Work instructions → Repeat the data below exactly. Include each line.

+ + + +

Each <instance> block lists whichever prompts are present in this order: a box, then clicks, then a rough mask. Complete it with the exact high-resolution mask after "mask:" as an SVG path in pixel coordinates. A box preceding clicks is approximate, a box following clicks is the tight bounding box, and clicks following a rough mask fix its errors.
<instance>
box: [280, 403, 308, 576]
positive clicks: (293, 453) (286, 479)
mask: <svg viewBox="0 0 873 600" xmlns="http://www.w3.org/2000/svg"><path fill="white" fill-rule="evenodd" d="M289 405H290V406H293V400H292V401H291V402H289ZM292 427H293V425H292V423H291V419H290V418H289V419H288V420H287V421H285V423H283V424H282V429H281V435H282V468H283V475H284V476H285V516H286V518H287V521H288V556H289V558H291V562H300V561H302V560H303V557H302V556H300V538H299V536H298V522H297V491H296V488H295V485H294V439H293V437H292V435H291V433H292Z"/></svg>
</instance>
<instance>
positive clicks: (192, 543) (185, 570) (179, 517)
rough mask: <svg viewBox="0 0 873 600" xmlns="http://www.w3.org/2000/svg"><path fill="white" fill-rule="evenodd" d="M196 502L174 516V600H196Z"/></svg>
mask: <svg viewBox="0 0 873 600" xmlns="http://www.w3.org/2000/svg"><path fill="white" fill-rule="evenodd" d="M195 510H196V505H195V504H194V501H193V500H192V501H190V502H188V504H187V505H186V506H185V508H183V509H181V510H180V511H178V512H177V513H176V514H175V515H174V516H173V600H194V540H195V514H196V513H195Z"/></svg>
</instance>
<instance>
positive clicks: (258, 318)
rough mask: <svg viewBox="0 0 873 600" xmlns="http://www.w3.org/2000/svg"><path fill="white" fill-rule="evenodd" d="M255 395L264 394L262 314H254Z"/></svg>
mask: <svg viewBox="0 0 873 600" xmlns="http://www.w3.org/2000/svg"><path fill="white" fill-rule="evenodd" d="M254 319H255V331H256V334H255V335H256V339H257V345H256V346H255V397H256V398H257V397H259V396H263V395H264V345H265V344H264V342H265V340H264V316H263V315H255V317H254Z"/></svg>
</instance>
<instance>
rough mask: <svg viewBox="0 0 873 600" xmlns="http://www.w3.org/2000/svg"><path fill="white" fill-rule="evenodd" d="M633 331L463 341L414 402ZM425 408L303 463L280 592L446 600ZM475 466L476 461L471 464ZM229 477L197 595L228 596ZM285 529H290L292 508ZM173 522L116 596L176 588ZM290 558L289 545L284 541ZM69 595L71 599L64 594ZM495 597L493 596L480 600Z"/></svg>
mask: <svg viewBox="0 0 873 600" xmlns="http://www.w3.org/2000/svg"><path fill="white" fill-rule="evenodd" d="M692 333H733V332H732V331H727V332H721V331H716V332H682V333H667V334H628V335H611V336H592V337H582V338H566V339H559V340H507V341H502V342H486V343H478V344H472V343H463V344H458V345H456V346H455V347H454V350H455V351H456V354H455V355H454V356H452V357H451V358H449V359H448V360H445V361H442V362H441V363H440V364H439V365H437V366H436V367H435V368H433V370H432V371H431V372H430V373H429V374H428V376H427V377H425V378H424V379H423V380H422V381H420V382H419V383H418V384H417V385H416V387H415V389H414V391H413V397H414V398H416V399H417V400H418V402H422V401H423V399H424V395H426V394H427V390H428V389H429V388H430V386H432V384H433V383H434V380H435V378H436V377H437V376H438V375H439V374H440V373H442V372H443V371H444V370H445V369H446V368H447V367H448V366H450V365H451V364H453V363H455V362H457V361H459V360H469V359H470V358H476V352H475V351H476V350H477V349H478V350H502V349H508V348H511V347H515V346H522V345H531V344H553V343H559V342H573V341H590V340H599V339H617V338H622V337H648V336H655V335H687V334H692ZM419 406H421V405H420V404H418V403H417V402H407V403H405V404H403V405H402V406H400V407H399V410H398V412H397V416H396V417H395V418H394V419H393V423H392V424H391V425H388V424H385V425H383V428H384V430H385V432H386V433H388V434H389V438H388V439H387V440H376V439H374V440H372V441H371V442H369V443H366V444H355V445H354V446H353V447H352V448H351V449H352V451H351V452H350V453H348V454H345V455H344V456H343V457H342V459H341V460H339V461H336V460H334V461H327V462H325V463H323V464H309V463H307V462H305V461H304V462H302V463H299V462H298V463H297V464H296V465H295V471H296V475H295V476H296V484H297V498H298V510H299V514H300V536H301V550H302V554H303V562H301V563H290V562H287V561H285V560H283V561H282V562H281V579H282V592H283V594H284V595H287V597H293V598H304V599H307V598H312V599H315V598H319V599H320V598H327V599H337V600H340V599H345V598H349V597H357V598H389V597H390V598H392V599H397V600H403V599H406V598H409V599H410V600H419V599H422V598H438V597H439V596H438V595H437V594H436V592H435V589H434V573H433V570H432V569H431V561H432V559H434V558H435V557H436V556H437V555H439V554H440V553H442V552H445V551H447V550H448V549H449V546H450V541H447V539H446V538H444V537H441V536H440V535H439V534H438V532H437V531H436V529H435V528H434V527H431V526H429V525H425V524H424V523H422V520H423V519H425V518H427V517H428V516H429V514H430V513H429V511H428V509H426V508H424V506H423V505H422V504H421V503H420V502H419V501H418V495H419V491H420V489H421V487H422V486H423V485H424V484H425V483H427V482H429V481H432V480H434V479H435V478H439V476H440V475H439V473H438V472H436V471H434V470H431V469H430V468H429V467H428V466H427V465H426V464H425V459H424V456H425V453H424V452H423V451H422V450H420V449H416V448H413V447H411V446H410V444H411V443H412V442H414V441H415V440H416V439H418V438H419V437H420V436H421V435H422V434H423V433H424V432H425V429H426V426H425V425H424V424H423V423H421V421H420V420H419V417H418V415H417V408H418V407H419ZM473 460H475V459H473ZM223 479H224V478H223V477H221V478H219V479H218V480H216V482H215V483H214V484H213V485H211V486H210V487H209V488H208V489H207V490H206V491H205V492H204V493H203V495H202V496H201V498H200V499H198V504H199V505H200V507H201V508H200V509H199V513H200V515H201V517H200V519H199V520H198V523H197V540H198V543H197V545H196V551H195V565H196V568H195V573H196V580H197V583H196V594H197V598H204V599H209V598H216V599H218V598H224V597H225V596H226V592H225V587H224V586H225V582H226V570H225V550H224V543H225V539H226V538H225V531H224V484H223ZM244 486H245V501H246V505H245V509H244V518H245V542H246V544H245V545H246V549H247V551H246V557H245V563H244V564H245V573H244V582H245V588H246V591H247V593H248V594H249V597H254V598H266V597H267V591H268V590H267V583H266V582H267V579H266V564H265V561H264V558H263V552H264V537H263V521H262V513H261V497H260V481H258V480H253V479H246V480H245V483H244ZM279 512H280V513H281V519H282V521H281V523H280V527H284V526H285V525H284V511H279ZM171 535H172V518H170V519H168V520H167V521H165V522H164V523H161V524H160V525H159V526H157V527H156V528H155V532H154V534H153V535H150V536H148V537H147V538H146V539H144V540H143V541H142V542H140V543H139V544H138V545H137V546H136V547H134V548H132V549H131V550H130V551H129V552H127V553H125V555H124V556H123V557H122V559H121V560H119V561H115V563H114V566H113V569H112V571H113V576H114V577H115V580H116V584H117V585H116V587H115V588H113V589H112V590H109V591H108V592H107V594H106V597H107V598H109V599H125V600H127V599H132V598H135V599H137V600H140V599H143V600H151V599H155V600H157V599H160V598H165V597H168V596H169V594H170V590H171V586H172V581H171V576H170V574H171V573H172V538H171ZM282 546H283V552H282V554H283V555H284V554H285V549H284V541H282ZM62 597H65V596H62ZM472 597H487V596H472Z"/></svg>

+ + + +

Solved exercise →
Each <instance> block lists whichever prompts are present in this order: a box, then clicks, then a rough mask. Complete it with the exact high-resolution mask after "mask:" as an SVG path in pixel coordinates. A box preceding clicks is approximate, a box following clicks is the tight bounding box, and clicks following a rough mask fix its errors.
<instance>
box: [280, 403, 308, 576]
positive clicks: (293, 453) (286, 479)
mask: <svg viewBox="0 0 873 600" xmlns="http://www.w3.org/2000/svg"><path fill="white" fill-rule="evenodd" d="M289 405H290V406H293V400H292V401H291V402H289ZM292 427H293V425H292V423H291V419H290V418H289V419H288V420H287V421H285V423H283V424H282V429H281V435H282V468H283V475H284V476H285V516H286V518H287V521H288V556H289V558H291V562H300V561H302V560H303V557H302V556H300V538H299V536H298V522H297V491H296V488H295V485H294V439H293V437H292V435H291V433H292Z"/></svg>
</instance>
<instance>
positive clicks: (192, 543) (185, 570) (179, 517)
rough mask: <svg viewBox="0 0 873 600" xmlns="http://www.w3.org/2000/svg"><path fill="white" fill-rule="evenodd" d="M196 502L174 516V600H196Z"/></svg>
mask: <svg viewBox="0 0 873 600" xmlns="http://www.w3.org/2000/svg"><path fill="white" fill-rule="evenodd" d="M195 510H196V505H195V504H194V501H193V500H192V501H190V502H188V504H187V505H186V506H185V508H183V509H181V510H180V511H178V512H177V513H176V514H175V515H174V516H173V600H194V540H195V514H196V513H195Z"/></svg>
</instance>
<instance>
positive clicks: (258, 318)
rough mask: <svg viewBox="0 0 873 600" xmlns="http://www.w3.org/2000/svg"><path fill="white" fill-rule="evenodd" d="M255 395L264 394L262 314H254Z"/></svg>
mask: <svg viewBox="0 0 873 600" xmlns="http://www.w3.org/2000/svg"><path fill="white" fill-rule="evenodd" d="M254 319H255V331H256V334H255V335H256V339H257V345H256V346H255V397H256V398H257V397H259V396H263V395H264V345H265V344H264V342H265V340H264V316H263V315H255V317H254Z"/></svg>
</instance>
<instance>
rough mask: <svg viewBox="0 0 873 600" xmlns="http://www.w3.org/2000/svg"><path fill="white" fill-rule="evenodd" d="M633 331L463 341L414 402ZM425 408L303 463L280 592L446 600ZM475 466L476 461L471 464ZM229 477L197 595L228 596ZM285 529H290L292 508ZM173 522L116 596L176 588ZM290 558L289 545L284 541ZM69 595L71 599L64 594ZM495 597L493 596L480 600Z"/></svg>
mask: <svg viewBox="0 0 873 600" xmlns="http://www.w3.org/2000/svg"><path fill="white" fill-rule="evenodd" d="M692 333H733V332H732V331H727V332H721V331H716V332H682V333H667V334H628V335H611V336H592V337H582V338H566V339H559V340H507V341H502V342H486V343H478V344H472V343H463V344H458V345H456V346H455V347H454V350H455V351H456V354H455V355H454V356H452V357H451V358H449V359H448V360H445V361H442V362H441V363H440V364H439V365H437V366H436V367H435V368H433V370H432V371H431V372H430V373H429V374H428V376H427V377H425V378H424V379H423V380H422V381H420V382H419V383H418V384H417V385H416V387H415V389H414V391H413V397H414V398H416V399H417V400H418V402H422V401H423V399H424V395H426V394H427V390H428V389H429V388H430V386H432V384H433V383H434V380H435V378H436V377H437V376H438V375H439V374H440V373H442V372H443V371H444V370H445V369H446V368H447V367H448V366H450V365H451V364H453V363H455V362H457V361H459V360H469V359H470V358H476V352H475V351H476V350H477V349H478V350H502V349H508V348H511V347H515V346H522V345H531V344H553V343H559V342H573V341H590V340H599V339H617V338H622V337H648V336H655V335H687V334H692ZM419 406H421V405H420V404H418V403H417V402H407V403H405V404H403V405H402V406H400V407H399V410H398V412H397V416H396V417H395V418H394V419H393V423H392V424H391V425H388V424H385V425H383V428H384V430H385V432H386V433H388V434H389V438H388V439H387V440H376V439H374V440H372V441H371V442H369V443H366V444H355V445H354V446H353V447H352V448H351V449H352V451H351V452H350V453H348V454H345V455H344V456H343V457H342V459H341V460H339V461H336V460H334V461H327V462H325V463H323V464H309V463H307V462H305V461H304V462H302V463H299V462H298V463H297V464H296V465H295V471H296V475H295V476H296V484H297V498H298V510H299V514H300V536H301V550H302V554H303V562H301V563H290V562H287V561H285V560H283V561H282V562H281V579H282V592H283V594H284V595H287V597H293V598H304V599H307V598H312V599H315V598H319V599H320V598H327V599H337V600H340V599H345V598H349V597H357V598H389V597H390V598H392V599H397V600H403V599H406V598H409V599H410V600H419V599H422V598H438V597H439V596H438V595H437V594H436V592H435V589H434V573H433V570H432V569H431V561H432V559H434V558H435V557H436V556H437V555H439V554H440V553H442V552H445V551H447V550H448V549H449V546H450V541H447V539H446V538H444V537H441V536H440V535H439V534H438V532H437V531H436V529H435V528H434V527H431V526H429V525H425V524H424V523H422V520H423V519H425V518H427V517H428V516H429V514H430V513H429V511H428V509H426V508H424V506H423V505H422V504H421V503H420V502H419V501H418V495H419V491H420V489H421V487H422V486H423V485H424V484H425V483H427V482H429V481H432V480H434V479H435V478H439V476H440V475H439V473H438V472H436V471H434V470H431V469H430V468H429V467H428V466H427V465H426V464H425V459H424V456H425V453H424V452H423V451H422V450H420V449H416V448H413V447H411V446H410V444H411V443H412V442H414V441H415V440H416V439H418V438H419V437H420V436H421V435H422V434H423V433H424V432H425V429H426V426H425V425H424V424H423V423H421V421H420V420H419V417H418V415H417V408H418V407H419ZM473 460H475V459H473ZM223 479H224V478H223V477H221V478H219V479H218V480H216V482H215V483H214V484H213V485H211V486H210V487H209V488H208V489H207V490H206V491H205V492H204V493H203V495H202V496H201V498H200V499H198V504H199V505H200V507H201V508H200V509H199V513H200V515H201V517H200V519H199V520H198V523H197V540H198V543H197V545H196V551H195V565H196V568H195V573H196V580H197V583H196V594H197V598H204V599H209V598H216V599H218V598H224V597H225V596H226V592H225V587H224V586H225V582H226V570H225V550H224V543H225V539H226V538H225V531H224V484H223ZM244 486H245V501H246V505H245V509H244V518H245V542H246V544H245V545H246V549H247V551H246V557H245V563H244V564H245V573H244V582H245V588H246V591H247V593H248V594H249V597H254V598H266V597H267V591H268V590H267V583H266V582H267V579H266V564H265V561H264V558H263V552H264V537H263V521H262V513H261V497H260V481H258V480H253V479H246V480H245V483H244ZM279 512H280V513H281V519H282V521H281V523H280V527H284V526H285V525H284V511H279ZM171 535H172V518H170V519H168V520H167V521H165V522H164V523H161V524H160V525H159V526H157V527H156V528H155V532H154V534H153V535H150V536H148V537H147V538H146V539H144V540H143V541H142V542H140V543H139V544H138V545H137V546H136V547H134V548H132V549H131V550H130V551H129V552H127V553H125V555H124V556H123V557H122V559H121V560H119V561H115V563H114V566H113V569H112V571H113V576H114V577H115V580H116V584H117V585H116V587H115V588H113V589H112V590H109V591H108V592H107V594H106V597H107V598H109V599H125V600H127V599H132V598H135V599H137V600H140V599H143V600H151V599H155V600H157V599H160V598H165V597H168V596H169V594H170V590H171V586H172V581H171V576H170V574H171V573H172V538H171ZM282 546H283V552H282V554H283V555H284V554H285V549H284V541H282ZM62 597H65V596H62ZM472 597H487V596H472Z"/></svg>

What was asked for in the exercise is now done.